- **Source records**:

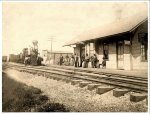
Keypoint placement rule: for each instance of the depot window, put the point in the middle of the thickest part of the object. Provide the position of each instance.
(143, 38)
(106, 50)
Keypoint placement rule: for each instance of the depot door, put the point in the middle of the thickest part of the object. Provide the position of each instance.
(120, 54)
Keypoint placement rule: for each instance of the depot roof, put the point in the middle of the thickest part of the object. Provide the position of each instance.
(123, 25)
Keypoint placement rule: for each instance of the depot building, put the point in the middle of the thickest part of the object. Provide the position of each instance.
(124, 43)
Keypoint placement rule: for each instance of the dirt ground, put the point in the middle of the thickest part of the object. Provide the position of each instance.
(78, 99)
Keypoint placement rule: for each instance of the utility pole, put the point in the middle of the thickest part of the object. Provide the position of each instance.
(51, 39)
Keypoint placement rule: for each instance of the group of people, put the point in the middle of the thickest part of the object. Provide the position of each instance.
(84, 61)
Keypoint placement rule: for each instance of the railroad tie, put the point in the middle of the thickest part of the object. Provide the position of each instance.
(92, 86)
(136, 97)
(74, 82)
(120, 92)
(103, 89)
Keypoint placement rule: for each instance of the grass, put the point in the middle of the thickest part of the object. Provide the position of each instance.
(18, 97)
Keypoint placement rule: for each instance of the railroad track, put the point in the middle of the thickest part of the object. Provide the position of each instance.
(121, 83)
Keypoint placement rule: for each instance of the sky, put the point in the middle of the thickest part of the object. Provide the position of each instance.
(23, 22)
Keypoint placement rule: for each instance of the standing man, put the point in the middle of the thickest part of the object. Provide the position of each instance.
(82, 60)
(61, 60)
(95, 60)
(76, 60)
(86, 60)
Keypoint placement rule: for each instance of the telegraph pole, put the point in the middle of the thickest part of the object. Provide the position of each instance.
(51, 39)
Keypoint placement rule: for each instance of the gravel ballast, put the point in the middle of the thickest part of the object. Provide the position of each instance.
(78, 99)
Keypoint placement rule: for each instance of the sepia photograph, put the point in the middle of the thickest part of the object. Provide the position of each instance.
(75, 56)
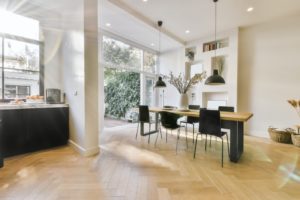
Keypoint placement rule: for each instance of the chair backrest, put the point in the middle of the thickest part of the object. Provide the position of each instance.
(210, 122)
(226, 108)
(169, 120)
(144, 113)
(193, 119)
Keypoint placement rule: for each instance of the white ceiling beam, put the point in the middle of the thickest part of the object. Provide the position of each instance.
(146, 20)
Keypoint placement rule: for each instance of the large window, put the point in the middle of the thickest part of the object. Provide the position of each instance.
(128, 79)
(20, 61)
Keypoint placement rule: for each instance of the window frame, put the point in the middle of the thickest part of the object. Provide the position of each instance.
(143, 74)
(4, 36)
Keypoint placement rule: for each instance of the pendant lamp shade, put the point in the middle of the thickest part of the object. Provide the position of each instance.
(160, 83)
(215, 79)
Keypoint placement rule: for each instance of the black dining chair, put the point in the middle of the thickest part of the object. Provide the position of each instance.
(191, 120)
(226, 108)
(144, 117)
(210, 124)
(169, 122)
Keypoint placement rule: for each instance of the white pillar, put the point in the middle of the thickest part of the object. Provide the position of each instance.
(91, 102)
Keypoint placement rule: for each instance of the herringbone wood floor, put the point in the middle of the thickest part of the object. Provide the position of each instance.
(131, 169)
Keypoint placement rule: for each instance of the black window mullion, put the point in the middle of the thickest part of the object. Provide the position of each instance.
(2, 68)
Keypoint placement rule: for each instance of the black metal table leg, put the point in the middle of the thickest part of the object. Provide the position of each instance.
(143, 133)
(236, 138)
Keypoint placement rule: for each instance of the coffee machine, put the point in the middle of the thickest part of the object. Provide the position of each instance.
(53, 96)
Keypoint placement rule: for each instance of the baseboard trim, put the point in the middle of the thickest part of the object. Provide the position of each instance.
(262, 134)
(84, 152)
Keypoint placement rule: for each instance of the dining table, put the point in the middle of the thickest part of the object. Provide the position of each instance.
(234, 121)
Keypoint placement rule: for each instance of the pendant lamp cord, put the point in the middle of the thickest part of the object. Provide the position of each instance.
(215, 27)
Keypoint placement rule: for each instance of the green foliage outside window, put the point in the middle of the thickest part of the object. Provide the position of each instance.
(122, 92)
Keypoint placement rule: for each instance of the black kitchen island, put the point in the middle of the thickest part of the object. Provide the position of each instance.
(27, 128)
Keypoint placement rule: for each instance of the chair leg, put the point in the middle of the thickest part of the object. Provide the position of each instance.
(157, 137)
(178, 135)
(222, 152)
(195, 146)
(160, 131)
(205, 141)
(186, 140)
(137, 130)
(166, 135)
(149, 134)
(193, 133)
(228, 147)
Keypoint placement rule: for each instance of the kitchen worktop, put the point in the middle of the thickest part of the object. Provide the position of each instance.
(7, 106)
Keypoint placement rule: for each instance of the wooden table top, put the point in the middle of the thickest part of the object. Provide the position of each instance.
(232, 116)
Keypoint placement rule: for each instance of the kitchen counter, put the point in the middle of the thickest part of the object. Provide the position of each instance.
(7, 106)
(31, 127)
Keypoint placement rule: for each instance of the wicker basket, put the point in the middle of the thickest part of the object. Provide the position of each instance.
(282, 136)
(296, 139)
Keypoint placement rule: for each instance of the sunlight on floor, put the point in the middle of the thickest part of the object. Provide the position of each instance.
(137, 156)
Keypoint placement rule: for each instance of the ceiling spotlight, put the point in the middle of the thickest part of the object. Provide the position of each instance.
(250, 9)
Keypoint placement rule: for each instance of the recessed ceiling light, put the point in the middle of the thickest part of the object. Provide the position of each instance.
(250, 9)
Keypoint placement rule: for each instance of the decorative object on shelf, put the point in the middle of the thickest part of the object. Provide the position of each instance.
(218, 62)
(281, 136)
(215, 78)
(160, 83)
(183, 85)
(295, 104)
(296, 139)
(190, 55)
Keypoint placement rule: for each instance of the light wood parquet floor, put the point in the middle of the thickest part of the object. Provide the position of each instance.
(135, 170)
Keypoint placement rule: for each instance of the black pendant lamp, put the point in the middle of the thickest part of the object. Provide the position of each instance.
(215, 78)
(159, 83)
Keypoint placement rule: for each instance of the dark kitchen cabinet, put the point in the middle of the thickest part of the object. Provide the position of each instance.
(28, 130)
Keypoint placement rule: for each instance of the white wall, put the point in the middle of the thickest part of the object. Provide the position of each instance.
(269, 73)
(52, 58)
(171, 61)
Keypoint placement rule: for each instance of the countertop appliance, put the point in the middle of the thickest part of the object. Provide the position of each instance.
(53, 96)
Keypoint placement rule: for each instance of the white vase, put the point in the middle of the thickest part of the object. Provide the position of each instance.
(184, 101)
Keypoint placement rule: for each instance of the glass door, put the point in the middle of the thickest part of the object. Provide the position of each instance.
(149, 94)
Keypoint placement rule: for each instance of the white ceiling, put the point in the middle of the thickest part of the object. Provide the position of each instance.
(133, 29)
(135, 20)
(198, 15)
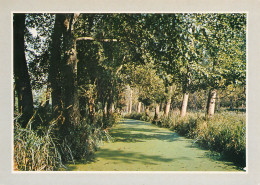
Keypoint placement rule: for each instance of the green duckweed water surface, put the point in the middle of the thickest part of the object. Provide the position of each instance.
(141, 146)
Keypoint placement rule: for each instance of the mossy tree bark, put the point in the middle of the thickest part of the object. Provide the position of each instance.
(139, 107)
(211, 103)
(184, 104)
(56, 65)
(168, 103)
(21, 75)
(71, 98)
(156, 114)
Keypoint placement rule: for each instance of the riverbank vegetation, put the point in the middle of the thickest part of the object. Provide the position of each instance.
(76, 75)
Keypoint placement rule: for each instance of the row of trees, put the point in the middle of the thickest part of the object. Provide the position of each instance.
(87, 62)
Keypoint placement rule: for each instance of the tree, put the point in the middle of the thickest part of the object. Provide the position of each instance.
(71, 100)
(21, 75)
(224, 37)
(55, 68)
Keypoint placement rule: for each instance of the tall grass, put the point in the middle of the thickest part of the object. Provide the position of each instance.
(33, 151)
(46, 148)
(224, 133)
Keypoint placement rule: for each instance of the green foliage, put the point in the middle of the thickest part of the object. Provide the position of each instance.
(35, 152)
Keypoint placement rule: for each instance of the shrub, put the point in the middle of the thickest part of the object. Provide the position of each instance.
(35, 152)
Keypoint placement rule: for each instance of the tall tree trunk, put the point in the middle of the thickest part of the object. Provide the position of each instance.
(91, 109)
(156, 113)
(139, 107)
(130, 101)
(184, 104)
(168, 103)
(147, 111)
(21, 75)
(195, 102)
(71, 101)
(56, 65)
(211, 103)
(167, 107)
(111, 108)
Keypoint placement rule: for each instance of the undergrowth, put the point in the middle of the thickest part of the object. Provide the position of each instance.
(44, 147)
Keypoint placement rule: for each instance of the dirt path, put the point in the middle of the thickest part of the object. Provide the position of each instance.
(141, 146)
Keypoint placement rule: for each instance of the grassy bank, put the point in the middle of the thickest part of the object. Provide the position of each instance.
(224, 133)
(44, 147)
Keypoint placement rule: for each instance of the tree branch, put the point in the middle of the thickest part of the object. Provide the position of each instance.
(100, 40)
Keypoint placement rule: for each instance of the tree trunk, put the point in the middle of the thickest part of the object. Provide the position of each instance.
(157, 111)
(168, 104)
(167, 107)
(195, 102)
(147, 111)
(91, 109)
(130, 102)
(72, 114)
(111, 108)
(56, 65)
(184, 104)
(211, 103)
(21, 75)
(139, 107)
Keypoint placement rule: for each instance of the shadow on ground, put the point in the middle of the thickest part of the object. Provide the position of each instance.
(135, 131)
(133, 157)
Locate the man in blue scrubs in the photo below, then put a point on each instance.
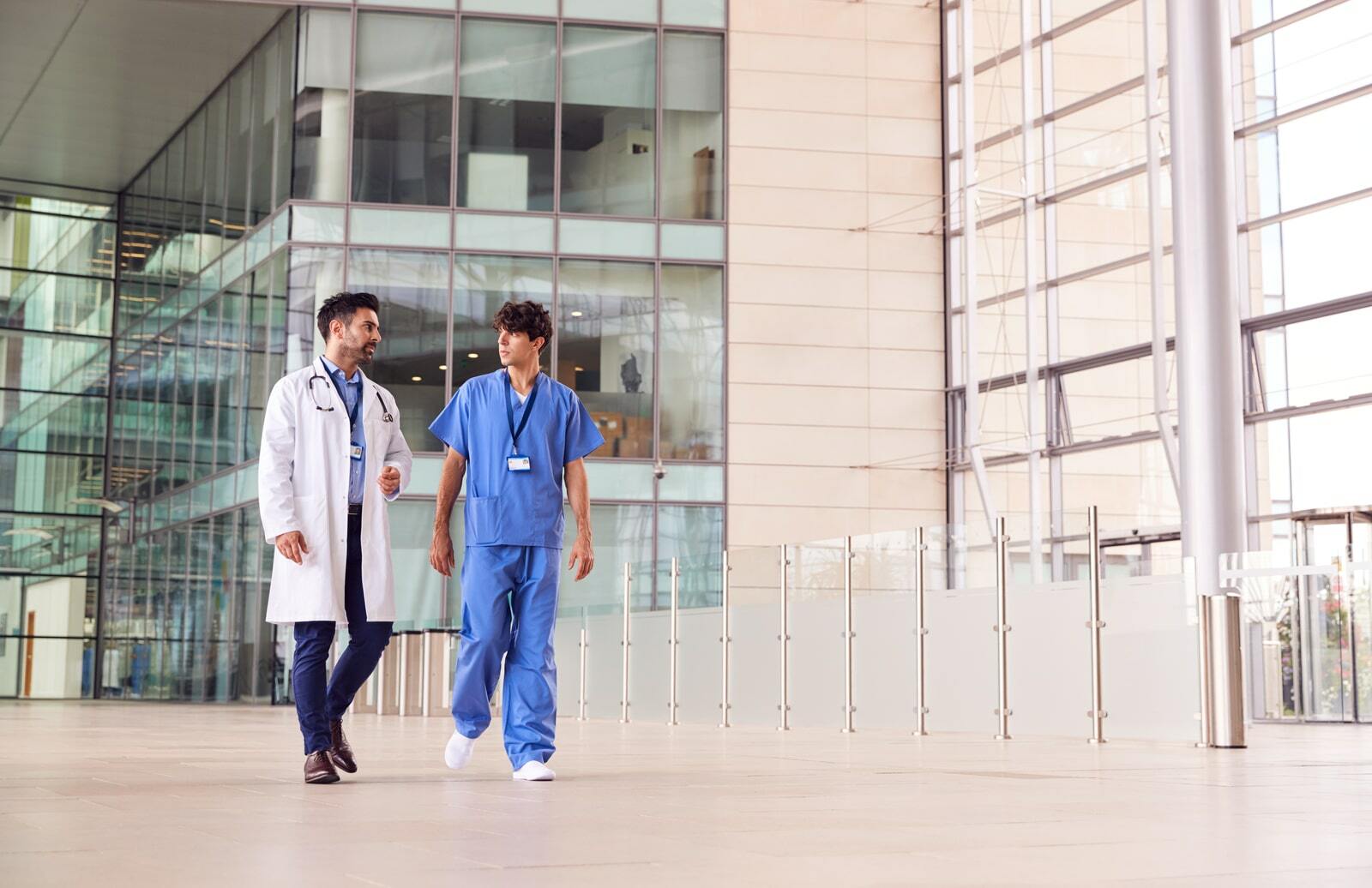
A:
(514, 434)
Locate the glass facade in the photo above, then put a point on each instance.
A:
(326, 160)
(1091, 429)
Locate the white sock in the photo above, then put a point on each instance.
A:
(459, 751)
(534, 771)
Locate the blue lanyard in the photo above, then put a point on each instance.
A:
(509, 410)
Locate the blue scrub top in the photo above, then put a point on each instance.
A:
(514, 507)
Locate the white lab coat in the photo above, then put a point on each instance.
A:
(302, 485)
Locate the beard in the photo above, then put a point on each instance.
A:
(358, 350)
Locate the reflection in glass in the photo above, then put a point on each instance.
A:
(693, 126)
(322, 105)
(605, 350)
(413, 291)
(402, 112)
(505, 116)
(316, 274)
(693, 362)
(480, 286)
(610, 105)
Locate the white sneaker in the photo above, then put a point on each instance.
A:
(534, 771)
(459, 751)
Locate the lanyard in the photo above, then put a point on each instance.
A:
(509, 410)
(357, 405)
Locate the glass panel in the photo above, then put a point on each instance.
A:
(57, 304)
(693, 362)
(701, 13)
(621, 481)
(608, 118)
(316, 274)
(402, 228)
(240, 123)
(505, 119)
(612, 9)
(317, 224)
(692, 483)
(693, 126)
(693, 242)
(511, 7)
(413, 291)
(605, 350)
(402, 112)
(601, 237)
(216, 146)
(322, 105)
(497, 231)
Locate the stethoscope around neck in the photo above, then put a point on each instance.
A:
(315, 375)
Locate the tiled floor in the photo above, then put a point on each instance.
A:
(137, 794)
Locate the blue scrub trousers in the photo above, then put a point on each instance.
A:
(316, 705)
(509, 609)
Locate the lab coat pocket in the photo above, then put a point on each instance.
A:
(484, 519)
(313, 524)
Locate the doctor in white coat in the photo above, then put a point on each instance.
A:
(333, 455)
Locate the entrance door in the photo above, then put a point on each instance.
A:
(1335, 620)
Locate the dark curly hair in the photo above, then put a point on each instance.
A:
(526, 317)
(342, 307)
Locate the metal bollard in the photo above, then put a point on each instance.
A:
(724, 640)
(1095, 625)
(1002, 629)
(848, 635)
(672, 642)
(436, 693)
(623, 699)
(388, 680)
(411, 698)
(785, 645)
(921, 710)
(581, 687)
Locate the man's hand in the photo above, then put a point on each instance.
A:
(441, 553)
(582, 553)
(388, 480)
(292, 544)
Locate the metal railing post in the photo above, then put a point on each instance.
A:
(921, 710)
(581, 689)
(784, 707)
(672, 642)
(1002, 632)
(848, 635)
(623, 699)
(724, 640)
(1095, 625)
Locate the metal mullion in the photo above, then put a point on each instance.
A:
(1307, 210)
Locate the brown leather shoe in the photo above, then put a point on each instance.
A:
(319, 768)
(340, 750)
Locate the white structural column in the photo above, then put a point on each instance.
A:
(1211, 402)
(972, 387)
(1031, 206)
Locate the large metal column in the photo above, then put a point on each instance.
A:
(1209, 393)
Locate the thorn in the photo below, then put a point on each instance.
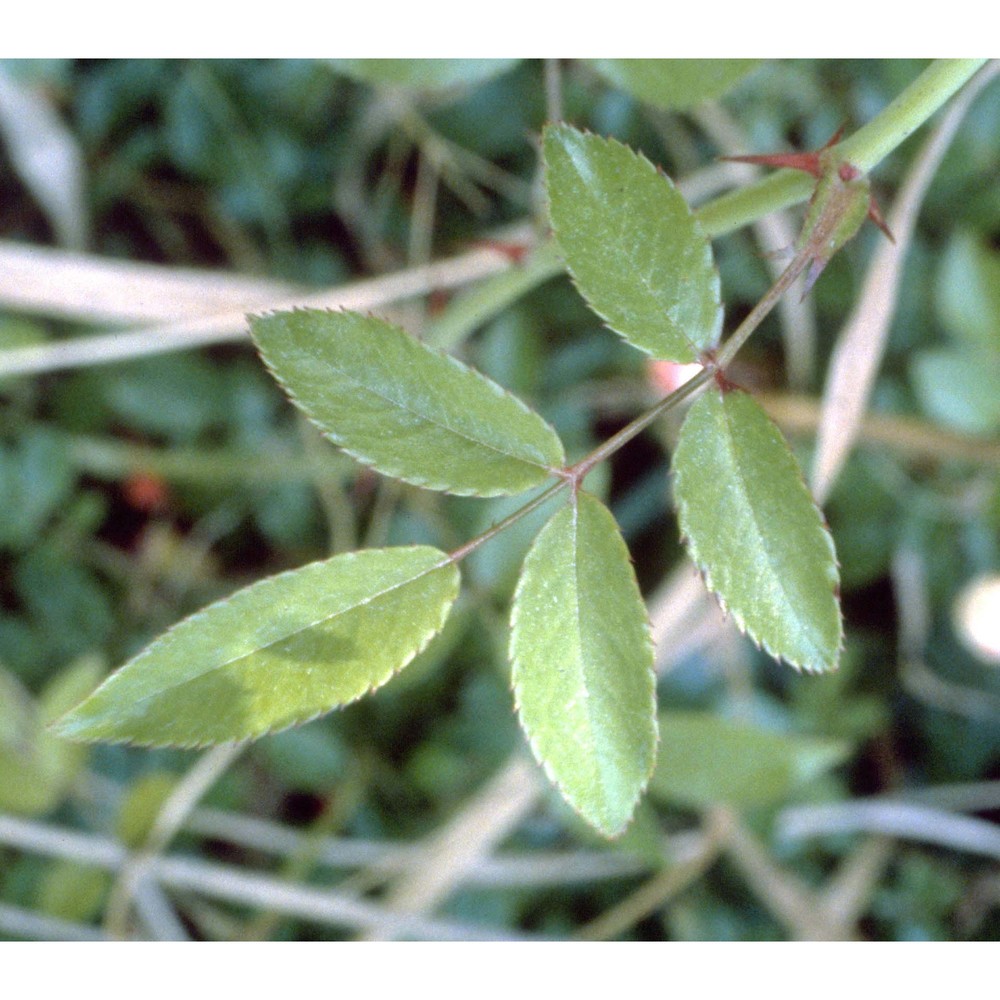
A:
(875, 214)
(808, 162)
(816, 266)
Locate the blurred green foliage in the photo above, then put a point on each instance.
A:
(133, 494)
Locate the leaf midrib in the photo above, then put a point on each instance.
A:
(741, 478)
(283, 638)
(444, 426)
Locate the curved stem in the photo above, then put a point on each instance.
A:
(865, 148)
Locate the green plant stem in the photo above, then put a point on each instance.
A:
(865, 148)
(575, 474)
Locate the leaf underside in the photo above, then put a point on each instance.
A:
(583, 664)
(403, 408)
(632, 245)
(755, 532)
(277, 653)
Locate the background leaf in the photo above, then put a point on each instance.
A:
(36, 769)
(422, 74)
(704, 760)
(276, 653)
(583, 664)
(632, 245)
(753, 529)
(409, 411)
(674, 83)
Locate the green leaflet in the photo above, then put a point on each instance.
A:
(423, 74)
(753, 530)
(674, 83)
(704, 760)
(637, 254)
(277, 653)
(405, 409)
(583, 664)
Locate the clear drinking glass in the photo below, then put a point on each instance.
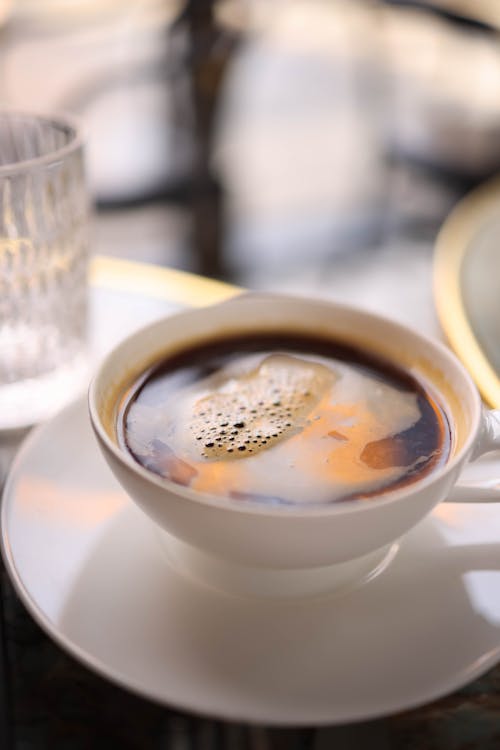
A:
(43, 266)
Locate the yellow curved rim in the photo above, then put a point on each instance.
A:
(452, 244)
(158, 282)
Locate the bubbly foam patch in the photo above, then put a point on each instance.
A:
(246, 414)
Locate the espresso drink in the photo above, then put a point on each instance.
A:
(283, 419)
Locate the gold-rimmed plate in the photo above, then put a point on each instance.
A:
(467, 285)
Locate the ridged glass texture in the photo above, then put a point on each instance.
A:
(43, 267)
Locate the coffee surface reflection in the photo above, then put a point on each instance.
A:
(283, 419)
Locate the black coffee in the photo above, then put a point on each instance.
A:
(283, 419)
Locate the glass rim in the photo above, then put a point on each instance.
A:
(64, 121)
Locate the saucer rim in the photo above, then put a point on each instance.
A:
(461, 678)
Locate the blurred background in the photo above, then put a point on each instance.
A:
(274, 144)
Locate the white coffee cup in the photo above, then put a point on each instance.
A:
(293, 549)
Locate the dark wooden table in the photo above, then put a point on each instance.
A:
(48, 700)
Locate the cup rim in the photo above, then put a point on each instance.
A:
(299, 510)
(39, 162)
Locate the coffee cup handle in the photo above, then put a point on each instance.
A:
(488, 490)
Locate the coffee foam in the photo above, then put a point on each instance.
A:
(248, 413)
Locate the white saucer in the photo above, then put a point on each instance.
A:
(92, 571)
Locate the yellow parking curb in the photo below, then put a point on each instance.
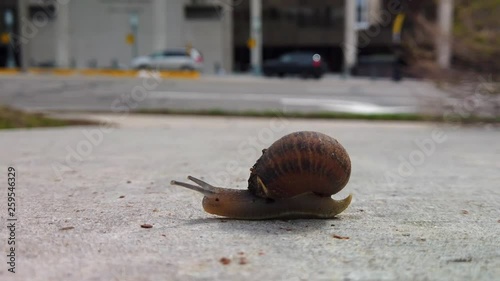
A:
(103, 72)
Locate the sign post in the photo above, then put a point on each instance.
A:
(9, 23)
(132, 37)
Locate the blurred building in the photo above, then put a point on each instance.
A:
(319, 25)
(98, 33)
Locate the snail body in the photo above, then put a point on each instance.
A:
(294, 178)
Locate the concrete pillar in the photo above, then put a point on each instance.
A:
(159, 25)
(256, 35)
(62, 34)
(227, 37)
(350, 44)
(443, 40)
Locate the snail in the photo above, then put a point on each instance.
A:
(294, 178)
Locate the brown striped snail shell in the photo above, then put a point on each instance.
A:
(294, 178)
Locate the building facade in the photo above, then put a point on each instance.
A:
(109, 33)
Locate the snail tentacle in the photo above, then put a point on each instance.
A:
(202, 187)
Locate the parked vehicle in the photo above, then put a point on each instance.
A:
(305, 64)
(171, 59)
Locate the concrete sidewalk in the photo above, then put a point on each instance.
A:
(426, 203)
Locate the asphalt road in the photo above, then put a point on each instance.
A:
(426, 203)
(235, 93)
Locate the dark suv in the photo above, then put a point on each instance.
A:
(305, 64)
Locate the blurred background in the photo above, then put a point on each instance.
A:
(452, 43)
(111, 33)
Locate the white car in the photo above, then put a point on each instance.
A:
(170, 59)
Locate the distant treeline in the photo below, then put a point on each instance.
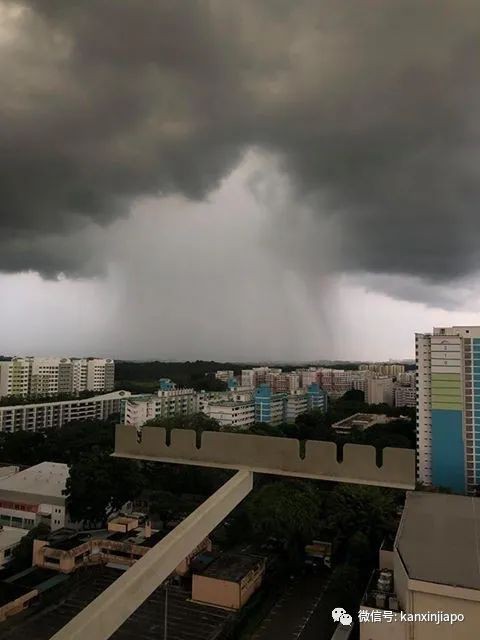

- **Work required**: Rewrite the records from the line containing "Locate the snail body" through the end as a numbered list, leaving out blank lines. Omit the pictures from your list.

- **Written response**:
1. Locate the snail body in the photo above, then put a point on each instance.
2. A:
3. (294, 178)
4. Locate the concrete pillar in the photo above, then put a point on each instance.
5. A:
6. (159, 25)
7. (256, 35)
8. (62, 34)
9. (227, 37)
10. (350, 44)
11. (443, 40)
12. Locate the snail in the photo above, then put a point on each instance.
13. A:
14. (294, 178)
15. Locate the brown striped snail shell in the photo above, then put a point on each instance.
16. A:
17. (294, 178)
18. Locate the building facade in the photo above, then put a point on each instance.
19. A:
20. (109, 33)
21. Locate the snail tentacle in the photo above, then put a point on each instance.
22. A:
23. (202, 187)
24. Locate the parked vehicle in the photo above, then put a point on each instance.
25. A:
26. (305, 64)
27. (171, 59)
28. Locate the concrete sidewalk in the photo above, then put a point on each instance.
29. A:
30. (426, 203)
31. Locate the asphalt road in the photo above, then put a point on each instance.
32. A:
33. (426, 203)
34. (235, 93)
35. Locate the dark suv in the photo above, then put a point on each instance.
36. A:
37. (305, 64)
38. Locate the blurred background in the photo above, then put a point on each instance.
39. A:
40. (452, 43)
41. (111, 33)
42. Locate the white car in the photo above, then put a point on each instance.
43. A:
44. (170, 59)
45. Locate the distant treeline in the photo below, then put a point on each instance.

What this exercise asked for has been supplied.